TAREFA A: Reescreva em forma de lista numerada as linhas da listagem, sem as linhas em branco. Comece pela linha com "Task: Find the poster" e vá até o fim da listagem.

═════ DOCUMENTO

• Mundo

    Sunday, 05-May-2024 16:42:29 -03
    BBC

    Como Trump, presidentes latinos ricos enfrentaram conflito de interesses

    DA BBC BRASIL

    16/01/2017 10h56

    AFP/BBC Brasil
    Presidentes do Panamá, Juan Carlos Varela, do Paraguai, Horacio Cartes e da Argentina, Mauricio Macri e os ex-presidentes do Chile, Sebastián Piñera, do México, Vicente Fox e do Panamá, Ricardo Martinelli
    Presidentes de Panamá, Paraguai e Argentina; e os ex-presidentes de Chile, México e Panamá

    A poucos dias da posse de Donald Trump como presidente dos Estados Unidos, o país discute um problema conhecido há tempos na América Latina, para o bem e para o mal: como evitar o conflito de interesses quando um magnata chega à presidência.

    O assunto ganhou força na semana passada, quando Trump apresentou um plano para que suas funções como governante não colidam com os interesses de seu vasto império empresarial.

    O republicano tem dentro dos EUA e ao redor do mundo centenas de investimentos em imóveis, marcas e empresas de diferentes setores, o que poderia influenciar suas decisões à frente da maior potência do planeta.

    Nesse sentido, na quarta-feira passada, Trump anunciou que passaria o controle de seus negócios a um trust controlado pelos seus filhos mais velhos, mas evitaria vender os bens ou se desfazer das ações na organização que leva seu nome.

    A iniciativa foi criticada por especialistas em ética. Eles alertam que, na história moderna dos EUA, nunca chegou à Presidência do país um magnata com a quantidade de negócios igual à de Trump.

    A falta de transparência sobre sua fortuna é outro problema, acrescentam.

    "Algumas das coisas que nos preocupam são coisas que vimos ocorrer em outros países. E eles aprenderam", diz à BBC Mundo, o serviço em espanhol da BBC, Larry Noble, conselheiro-geral do Campaign Legal Center, uma ONG sediada em Washington.

    Sendo assim, como os multimilionários que recentemente se tornaram presidentes da América Latina reagiram ao conflito de interesses?

══════════
═════ DADOS EXTRAÍDOS

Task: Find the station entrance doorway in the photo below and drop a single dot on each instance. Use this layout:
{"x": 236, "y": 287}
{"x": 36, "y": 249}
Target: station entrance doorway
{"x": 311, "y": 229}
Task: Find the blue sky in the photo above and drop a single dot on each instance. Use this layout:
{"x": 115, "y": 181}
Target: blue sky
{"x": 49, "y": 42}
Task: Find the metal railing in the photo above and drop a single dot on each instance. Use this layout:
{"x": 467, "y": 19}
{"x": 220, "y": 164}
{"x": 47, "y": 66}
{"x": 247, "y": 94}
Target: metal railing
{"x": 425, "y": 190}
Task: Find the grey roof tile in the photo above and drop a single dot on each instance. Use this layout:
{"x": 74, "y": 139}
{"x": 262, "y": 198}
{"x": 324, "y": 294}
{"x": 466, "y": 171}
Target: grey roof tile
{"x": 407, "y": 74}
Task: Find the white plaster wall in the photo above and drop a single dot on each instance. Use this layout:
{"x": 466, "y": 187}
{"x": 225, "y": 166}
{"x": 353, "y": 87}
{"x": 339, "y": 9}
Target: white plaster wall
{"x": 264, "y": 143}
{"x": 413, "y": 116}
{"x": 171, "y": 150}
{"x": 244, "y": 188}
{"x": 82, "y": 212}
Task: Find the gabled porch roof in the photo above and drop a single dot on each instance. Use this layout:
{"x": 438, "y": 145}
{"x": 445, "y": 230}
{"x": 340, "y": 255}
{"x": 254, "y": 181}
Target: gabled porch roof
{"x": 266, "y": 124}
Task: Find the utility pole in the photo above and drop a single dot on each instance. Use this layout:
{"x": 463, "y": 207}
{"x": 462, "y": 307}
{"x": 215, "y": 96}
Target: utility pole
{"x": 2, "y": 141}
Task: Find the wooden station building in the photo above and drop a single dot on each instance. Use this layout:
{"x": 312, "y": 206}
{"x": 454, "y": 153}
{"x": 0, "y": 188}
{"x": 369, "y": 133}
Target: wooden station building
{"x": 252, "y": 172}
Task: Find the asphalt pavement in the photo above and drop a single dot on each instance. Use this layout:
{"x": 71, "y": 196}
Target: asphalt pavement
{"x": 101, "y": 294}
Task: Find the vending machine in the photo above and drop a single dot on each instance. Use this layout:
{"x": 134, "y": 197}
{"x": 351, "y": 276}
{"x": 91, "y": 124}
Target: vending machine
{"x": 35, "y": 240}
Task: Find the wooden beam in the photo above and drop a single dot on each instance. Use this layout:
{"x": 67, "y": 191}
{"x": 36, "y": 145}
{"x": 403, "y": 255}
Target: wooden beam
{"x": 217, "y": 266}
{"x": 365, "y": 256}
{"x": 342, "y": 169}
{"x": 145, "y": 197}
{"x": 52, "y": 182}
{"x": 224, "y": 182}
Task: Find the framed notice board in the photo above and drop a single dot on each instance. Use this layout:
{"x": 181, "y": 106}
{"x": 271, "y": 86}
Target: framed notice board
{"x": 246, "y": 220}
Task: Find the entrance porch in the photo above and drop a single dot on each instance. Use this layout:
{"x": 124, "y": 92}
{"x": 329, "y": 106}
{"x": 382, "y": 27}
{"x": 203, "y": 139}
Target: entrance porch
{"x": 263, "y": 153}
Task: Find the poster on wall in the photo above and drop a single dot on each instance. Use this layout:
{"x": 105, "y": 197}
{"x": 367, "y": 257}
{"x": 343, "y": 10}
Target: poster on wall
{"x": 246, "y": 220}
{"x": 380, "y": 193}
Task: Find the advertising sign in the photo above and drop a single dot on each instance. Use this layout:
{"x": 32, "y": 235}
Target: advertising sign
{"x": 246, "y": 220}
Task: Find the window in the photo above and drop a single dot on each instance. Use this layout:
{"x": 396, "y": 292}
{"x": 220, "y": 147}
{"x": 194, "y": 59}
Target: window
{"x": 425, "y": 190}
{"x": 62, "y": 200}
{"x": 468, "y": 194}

══════════

TAREFA B: Na reportagem sobre Trump e os presidentes latinos ricos, a quem Trump disse que passaria o controle de seus negócios?

RESPOSTA ESCRITA A:
1. Task: Find the poster on wall in the photo above and drop a single dot on each instance. Use this layout:
2. {"x": 105, "y": 197}
3. {"x": 367, "y": 257}
4. {"x": 343, "y": 10}
5. Target: poster on wall
6. {"x": 246, "y": 220}
7. {"x": 380, "y": 193}
8. Task: Find the advertising sign in the photo above and drop a single dot on each instance. Use this layout:
9. {"x": 32, "y": 235}
10. Target: advertising sign
11. {"x": 246, "y": 220}
12. Task: Find the window in the photo above and drop a single dot on each instance. Use this layout:
13. {"x": 396, "y": 292}
14. {"x": 220, "y": 147}
15. {"x": 194, "y": 59}
16. Target: window
17. {"x": 425, "y": 190}
18. {"x": 62, "y": 200}
19. {"x": 468, "y": 194}

RESPOSTA ESCRITA B: A um trust controlado pelos seus filhos mais velhos.